◆ **Brano fornito**:

=-=-=

Anche se questa fortunata (per l’Italia ) combinazione dovesse continuare , l’ Italia se non vuole che il suo debito continui ad aumentare deve tagliare le spese e non puo’ sprecare neanche un centesimo perche’ il suo total dependency ratio e’ passato dal 53% del 2011 al 56.5% di oggi e continuera’ a crescere nei prossimi anni . Per fare dei confronti il Canada ha un total dependency ratio del 47.3% ,la Spagna del 50.8%.
Invece di litigare con la commissione europea il governo ed il parlamento dovrebbero attuare le proposte illustrate dalle varie spending reviews e mai attuate.
Lorenzo
“… il governo di Jean Chretien e Paul Martin si opero’ a spiegare ascoltare dibattere, coinvolgendo cittadini, parti sociali, e rappresentanti di vari interessi economici e politici …”

=-=-=

◆ **Consegna 1**:
Puoi trascrivere dal brano sul debito pubblico italiano il tratto che va da "Invece di litigare" fino a "e mai attuate."?
◆ **Consegna 2**:
Puoi completare il brano sul debito pubblico italiano scrivendo il seguito dopo la sua ultima frase?
L'elenco qui non ha alcuna funzione.

(Voci di dati)
=-=-=

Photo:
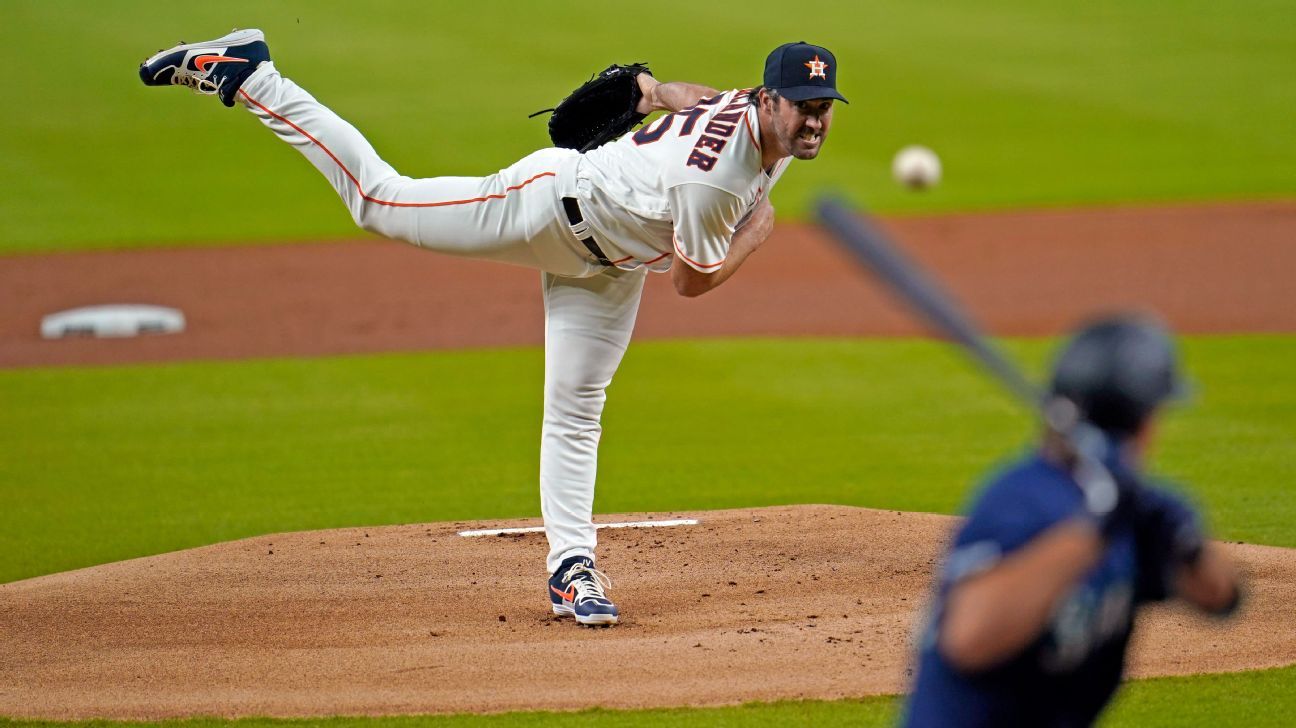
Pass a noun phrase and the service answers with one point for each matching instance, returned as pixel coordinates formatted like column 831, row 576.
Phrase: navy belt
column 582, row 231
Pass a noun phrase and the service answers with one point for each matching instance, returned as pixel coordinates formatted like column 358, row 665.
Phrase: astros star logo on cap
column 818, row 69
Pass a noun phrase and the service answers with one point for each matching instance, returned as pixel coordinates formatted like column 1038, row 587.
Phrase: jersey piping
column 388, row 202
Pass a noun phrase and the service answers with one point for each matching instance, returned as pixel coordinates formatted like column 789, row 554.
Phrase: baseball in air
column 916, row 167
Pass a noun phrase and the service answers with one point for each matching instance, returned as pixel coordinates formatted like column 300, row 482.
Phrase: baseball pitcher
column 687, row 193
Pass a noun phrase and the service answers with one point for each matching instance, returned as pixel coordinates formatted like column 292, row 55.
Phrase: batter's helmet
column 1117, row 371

=-=-=

◆ **Soluzione 1**:
Invece di litigare con la commissione europea il governo ed il parlamento dovrebbero attuare le proposte illustrate dalle varie spending reviews e mai attuate.

◆ **Soluzione 2**:
Gli italiani seguirono Berlusconi.
Enrico Motta
Questa Legge di stabilità avrà tanti difetti e errori, ma un pregio ce l’ha: dopo anni in cui giornalisti, politici ed economisti si sono lamentati di politiche poco espansive o che “strozzavano” l’Economia, è bastata questa proposta di legge espansiva in deficit, perché molti tornassero a preoccuparsi dei conti pubblici disastrati. Era ora! In questo senso siamo davvero di fronte a una svolta
Michele
Una legge di Stabilità che sacrifica le prospettive future sull’altare del facile consenso politico a breve. Un’altra occasione persa.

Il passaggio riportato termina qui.